[Begin]

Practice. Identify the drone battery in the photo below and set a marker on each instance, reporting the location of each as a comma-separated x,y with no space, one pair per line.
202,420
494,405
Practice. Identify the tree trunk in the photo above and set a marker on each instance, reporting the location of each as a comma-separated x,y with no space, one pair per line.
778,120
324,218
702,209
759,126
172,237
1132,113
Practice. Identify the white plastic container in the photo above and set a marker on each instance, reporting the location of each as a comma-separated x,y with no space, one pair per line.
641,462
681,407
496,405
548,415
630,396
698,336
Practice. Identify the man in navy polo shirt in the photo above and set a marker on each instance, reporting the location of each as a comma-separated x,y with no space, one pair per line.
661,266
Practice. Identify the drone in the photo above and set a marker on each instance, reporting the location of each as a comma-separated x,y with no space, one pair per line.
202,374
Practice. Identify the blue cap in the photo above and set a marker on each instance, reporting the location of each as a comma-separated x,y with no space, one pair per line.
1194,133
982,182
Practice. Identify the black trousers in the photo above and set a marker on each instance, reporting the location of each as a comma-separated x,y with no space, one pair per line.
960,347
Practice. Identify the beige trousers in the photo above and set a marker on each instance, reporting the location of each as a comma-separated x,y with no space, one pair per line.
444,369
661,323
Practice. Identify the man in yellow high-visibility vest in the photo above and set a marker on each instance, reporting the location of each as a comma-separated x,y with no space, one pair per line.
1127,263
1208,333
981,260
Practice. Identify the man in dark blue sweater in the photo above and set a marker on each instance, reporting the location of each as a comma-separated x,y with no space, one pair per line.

[End]

### STATED EXERCISE:
Reproduce every row above word for word, in the same order.

### RESPONSE:
Practice. Identify the drone battery in the photo below and set a marker on each instance, reporting the location of each as a comma-separated x,y with no space, one pair per line.
202,420
494,405
Practice. Identify the tree trunk in the photo above and set a marker on each instance, reporting the location of each as a comma-separated x,y with no space, one pair per line.
778,120
324,218
702,209
759,126
172,237
1132,113
Practice. Identify the white plastic container in the photo above and set a marker on each instance, reporting the location of each as a comma-separated x,y with no space, one pair per line.
641,462
681,407
496,405
548,415
630,396
698,336
Practice. Identify the man in navy polo shirt in the photo above and set a marker on each instance, reporting the location of each as a comma-separated x,y with no space, one pair per line.
661,266
Practice. Identify the drone in the photo above and set a marker on each instance, reporting the location of each as a comma-separated x,y with no space, one pair per line.
202,374
Practice. Identify the blue cap in the photo above and set a marker on each instance, reporting the location of each as a comma-separated x,y with no space, one pair per line.
1194,133
982,182
Practice. Identify the black trousers in the photo above and set a marker on each instance, reporting the location of each as a comma-separated x,y with no space, one pair per line.
960,347
Practice. Identify the beige trousers in the photo above and set a marker on each instance, reporting the location of each as a comma-separated x,y with no space, one pair per line.
444,369
661,323
Practice. Identify the man in yellow high-visibility vest in the photo above and set a marker on each instance, reporting the location of each as a comma-separated x,y with no space, one pair per line.
1127,263
1208,333
981,260
Practice. Identify the man in dark blue sweater in the photo above and set a marker on each instance, reporting the location of each as a comma-separated x,y with no space, one pair per line.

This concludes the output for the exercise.